[[ Exercise inputs open ]]
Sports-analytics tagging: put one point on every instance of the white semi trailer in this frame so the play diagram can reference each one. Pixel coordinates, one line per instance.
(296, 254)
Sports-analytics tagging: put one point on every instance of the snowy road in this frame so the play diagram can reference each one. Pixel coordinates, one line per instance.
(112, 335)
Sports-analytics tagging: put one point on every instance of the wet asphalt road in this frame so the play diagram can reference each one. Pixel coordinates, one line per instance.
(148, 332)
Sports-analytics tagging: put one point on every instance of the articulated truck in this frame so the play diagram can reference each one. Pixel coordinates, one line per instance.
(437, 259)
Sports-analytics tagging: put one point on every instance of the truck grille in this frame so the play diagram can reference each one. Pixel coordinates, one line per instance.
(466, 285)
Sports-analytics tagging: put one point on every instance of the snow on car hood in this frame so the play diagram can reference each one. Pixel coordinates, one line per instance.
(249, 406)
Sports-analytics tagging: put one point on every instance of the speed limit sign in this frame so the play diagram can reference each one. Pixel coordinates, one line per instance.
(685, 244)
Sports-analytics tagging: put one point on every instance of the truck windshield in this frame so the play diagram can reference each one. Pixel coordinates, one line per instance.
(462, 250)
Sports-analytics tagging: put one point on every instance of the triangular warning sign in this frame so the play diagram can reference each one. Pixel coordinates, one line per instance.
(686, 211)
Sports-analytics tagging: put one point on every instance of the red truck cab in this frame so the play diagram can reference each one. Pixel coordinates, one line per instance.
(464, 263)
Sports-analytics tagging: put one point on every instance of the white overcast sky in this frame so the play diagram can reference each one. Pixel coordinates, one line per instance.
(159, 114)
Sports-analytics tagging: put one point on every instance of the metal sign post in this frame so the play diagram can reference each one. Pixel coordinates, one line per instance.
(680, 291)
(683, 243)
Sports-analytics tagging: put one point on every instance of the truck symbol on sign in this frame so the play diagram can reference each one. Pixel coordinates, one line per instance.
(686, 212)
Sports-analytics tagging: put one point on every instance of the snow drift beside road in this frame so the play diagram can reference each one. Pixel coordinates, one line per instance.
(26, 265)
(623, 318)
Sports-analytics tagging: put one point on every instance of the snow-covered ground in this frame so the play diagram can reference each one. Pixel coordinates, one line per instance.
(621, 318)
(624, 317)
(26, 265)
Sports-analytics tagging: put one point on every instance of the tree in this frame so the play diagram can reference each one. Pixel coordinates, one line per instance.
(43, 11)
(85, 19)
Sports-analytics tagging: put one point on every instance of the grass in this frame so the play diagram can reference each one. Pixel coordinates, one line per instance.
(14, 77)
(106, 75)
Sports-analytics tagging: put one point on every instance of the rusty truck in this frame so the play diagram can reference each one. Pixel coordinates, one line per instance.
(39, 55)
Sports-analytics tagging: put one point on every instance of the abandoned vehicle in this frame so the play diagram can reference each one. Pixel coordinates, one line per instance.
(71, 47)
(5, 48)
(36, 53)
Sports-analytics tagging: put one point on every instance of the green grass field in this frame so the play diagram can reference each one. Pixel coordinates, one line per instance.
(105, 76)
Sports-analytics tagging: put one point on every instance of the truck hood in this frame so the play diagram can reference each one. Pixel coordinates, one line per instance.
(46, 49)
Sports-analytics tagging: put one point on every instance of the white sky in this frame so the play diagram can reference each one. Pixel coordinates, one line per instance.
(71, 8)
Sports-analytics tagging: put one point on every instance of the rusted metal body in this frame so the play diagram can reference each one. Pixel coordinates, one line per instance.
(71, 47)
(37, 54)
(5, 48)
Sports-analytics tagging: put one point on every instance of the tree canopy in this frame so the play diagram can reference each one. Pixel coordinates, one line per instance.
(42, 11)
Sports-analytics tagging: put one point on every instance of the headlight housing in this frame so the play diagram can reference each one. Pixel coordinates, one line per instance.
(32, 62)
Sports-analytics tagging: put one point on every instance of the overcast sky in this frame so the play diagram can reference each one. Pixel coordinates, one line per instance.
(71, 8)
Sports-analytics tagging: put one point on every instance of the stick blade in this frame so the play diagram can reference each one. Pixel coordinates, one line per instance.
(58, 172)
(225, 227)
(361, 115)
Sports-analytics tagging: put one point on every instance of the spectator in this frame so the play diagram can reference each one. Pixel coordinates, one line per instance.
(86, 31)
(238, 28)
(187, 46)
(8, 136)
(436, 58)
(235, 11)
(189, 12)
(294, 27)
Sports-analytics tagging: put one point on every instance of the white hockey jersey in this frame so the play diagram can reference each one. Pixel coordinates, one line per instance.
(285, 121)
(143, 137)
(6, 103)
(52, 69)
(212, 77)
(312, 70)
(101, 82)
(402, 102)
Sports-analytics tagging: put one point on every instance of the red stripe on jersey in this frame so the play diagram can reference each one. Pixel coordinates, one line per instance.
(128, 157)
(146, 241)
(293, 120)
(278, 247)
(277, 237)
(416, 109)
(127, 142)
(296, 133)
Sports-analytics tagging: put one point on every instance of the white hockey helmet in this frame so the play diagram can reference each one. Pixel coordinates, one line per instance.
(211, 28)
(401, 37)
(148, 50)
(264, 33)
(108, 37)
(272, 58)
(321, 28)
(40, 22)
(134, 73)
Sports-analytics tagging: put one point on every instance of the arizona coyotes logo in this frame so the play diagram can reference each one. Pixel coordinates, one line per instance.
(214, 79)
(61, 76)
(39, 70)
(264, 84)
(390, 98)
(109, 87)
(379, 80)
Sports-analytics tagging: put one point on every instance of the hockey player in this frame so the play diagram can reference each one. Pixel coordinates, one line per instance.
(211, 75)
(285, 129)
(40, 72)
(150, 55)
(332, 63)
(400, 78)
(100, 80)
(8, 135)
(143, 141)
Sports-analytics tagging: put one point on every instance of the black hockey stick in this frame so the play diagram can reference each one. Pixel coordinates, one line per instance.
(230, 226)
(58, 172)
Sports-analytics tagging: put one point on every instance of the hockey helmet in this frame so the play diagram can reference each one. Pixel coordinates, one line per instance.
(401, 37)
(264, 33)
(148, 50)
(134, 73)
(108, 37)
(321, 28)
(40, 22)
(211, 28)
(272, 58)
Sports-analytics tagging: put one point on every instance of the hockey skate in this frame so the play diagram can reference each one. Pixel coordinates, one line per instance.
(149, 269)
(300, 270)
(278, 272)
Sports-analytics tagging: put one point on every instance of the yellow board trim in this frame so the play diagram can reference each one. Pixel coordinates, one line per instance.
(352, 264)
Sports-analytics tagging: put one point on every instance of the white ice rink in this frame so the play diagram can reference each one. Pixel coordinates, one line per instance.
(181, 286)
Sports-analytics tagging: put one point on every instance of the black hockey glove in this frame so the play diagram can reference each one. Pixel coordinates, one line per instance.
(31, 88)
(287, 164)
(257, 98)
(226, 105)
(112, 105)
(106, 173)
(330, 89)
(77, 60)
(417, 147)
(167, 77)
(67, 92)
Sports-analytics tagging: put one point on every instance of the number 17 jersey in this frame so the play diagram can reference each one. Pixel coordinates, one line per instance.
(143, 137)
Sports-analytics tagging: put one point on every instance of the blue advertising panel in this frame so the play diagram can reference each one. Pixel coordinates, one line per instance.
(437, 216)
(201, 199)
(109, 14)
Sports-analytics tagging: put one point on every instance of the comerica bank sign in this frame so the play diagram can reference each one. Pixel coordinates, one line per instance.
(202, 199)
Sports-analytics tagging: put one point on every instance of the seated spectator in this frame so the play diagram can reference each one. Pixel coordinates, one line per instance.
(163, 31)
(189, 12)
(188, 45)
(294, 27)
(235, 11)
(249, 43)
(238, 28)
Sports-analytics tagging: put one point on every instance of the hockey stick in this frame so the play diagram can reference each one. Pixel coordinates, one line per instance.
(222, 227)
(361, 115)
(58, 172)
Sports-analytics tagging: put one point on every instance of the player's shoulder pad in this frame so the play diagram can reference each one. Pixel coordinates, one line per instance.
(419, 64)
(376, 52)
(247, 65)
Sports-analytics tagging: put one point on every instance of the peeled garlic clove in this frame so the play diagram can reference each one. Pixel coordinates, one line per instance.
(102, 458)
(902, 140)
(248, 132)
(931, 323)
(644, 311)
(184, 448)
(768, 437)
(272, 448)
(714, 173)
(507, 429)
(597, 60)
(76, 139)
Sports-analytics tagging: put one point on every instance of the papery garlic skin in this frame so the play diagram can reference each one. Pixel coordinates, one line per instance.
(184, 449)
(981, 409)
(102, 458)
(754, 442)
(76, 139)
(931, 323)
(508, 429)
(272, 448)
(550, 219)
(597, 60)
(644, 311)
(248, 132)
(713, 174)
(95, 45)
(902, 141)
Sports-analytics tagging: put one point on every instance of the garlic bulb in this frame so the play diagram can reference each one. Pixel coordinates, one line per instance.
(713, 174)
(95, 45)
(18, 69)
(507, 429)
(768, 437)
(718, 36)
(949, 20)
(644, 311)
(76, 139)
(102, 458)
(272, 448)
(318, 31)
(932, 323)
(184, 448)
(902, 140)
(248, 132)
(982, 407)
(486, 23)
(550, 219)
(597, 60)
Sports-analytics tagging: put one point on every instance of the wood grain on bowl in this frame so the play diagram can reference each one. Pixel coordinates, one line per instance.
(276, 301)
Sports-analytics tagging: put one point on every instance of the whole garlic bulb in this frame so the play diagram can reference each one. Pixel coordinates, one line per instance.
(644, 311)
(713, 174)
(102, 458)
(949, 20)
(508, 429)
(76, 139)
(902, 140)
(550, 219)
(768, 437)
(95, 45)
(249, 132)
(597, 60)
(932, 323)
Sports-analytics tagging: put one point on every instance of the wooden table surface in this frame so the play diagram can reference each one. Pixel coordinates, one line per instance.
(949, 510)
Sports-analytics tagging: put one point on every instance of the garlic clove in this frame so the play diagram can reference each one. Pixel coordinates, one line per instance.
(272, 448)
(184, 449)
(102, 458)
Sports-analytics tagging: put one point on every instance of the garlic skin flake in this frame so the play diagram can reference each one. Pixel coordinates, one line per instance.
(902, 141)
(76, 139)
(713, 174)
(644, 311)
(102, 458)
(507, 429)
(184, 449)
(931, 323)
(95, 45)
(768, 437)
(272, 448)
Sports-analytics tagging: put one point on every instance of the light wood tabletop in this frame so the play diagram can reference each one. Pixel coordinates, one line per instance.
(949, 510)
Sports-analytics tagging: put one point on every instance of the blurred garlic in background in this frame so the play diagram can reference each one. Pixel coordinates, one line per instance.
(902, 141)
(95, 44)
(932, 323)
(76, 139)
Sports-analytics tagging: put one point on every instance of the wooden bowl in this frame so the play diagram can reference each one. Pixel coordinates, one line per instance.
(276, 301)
[[ Exercise inputs closed ]]
## Task instructions
Beginning with the line that has "of the light", set down every line of the entries above through the final one, unchanged.

## Solution to this exercise
Sports-analytics tagging: put one point on every instance of the light wood tabletop in this frame so the play diagram can reference each one. Pixel coordinates, one line per instance.
(949, 510)
Sports-analytics tagging: put one point on every instance of the blurred garlic in background in this frame so the play diagram can reference each one. Pixel coordinates, one line per instance.
(902, 141)
(95, 44)
(932, 323)
(76, 139)
Sports-analytics tagging: put one point on every instance of the wooden bowl in this frame so the play diagram can reference each one. Pixel coordinates, one line per instance.
(276, 301)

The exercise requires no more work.